Exercise:
From the listing below, extract every line that contains the string "pink".

Exercise data:

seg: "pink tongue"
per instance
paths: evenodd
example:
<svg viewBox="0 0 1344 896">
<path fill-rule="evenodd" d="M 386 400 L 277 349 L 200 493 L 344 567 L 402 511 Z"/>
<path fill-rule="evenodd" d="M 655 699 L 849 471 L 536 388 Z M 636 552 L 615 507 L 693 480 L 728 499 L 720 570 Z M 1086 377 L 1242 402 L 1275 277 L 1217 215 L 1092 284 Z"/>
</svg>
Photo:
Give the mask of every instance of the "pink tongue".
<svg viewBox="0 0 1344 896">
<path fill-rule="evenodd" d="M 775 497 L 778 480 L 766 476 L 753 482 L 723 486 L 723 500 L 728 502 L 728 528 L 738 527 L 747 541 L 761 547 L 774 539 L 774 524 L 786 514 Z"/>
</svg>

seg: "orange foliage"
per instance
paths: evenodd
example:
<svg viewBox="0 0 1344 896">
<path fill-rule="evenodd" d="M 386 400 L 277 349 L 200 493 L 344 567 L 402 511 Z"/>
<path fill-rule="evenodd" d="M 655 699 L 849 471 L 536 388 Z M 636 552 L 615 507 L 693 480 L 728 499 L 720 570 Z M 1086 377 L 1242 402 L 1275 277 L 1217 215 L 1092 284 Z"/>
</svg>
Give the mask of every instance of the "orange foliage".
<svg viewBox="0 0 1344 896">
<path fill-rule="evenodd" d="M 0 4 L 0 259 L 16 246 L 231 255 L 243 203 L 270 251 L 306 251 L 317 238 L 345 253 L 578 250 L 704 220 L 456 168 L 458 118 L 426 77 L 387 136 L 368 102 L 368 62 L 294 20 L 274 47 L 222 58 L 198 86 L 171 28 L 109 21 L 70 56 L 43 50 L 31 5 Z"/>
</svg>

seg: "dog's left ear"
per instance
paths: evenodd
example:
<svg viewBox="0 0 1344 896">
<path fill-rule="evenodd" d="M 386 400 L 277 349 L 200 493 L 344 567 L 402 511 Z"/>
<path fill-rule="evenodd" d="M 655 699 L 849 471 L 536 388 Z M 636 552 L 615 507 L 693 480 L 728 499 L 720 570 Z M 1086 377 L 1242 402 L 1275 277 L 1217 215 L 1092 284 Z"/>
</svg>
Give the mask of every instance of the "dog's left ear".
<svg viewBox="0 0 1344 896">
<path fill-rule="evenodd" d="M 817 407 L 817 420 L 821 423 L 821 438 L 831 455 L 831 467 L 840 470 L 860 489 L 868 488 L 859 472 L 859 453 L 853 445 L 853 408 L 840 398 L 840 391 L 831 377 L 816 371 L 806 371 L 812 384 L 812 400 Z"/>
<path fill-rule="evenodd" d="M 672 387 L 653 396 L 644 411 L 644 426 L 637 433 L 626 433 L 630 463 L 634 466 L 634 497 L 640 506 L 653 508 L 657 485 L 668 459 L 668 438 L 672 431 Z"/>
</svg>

The answer:
seg: "pink tongue"
Give the mask of every instance of the "pink tongue".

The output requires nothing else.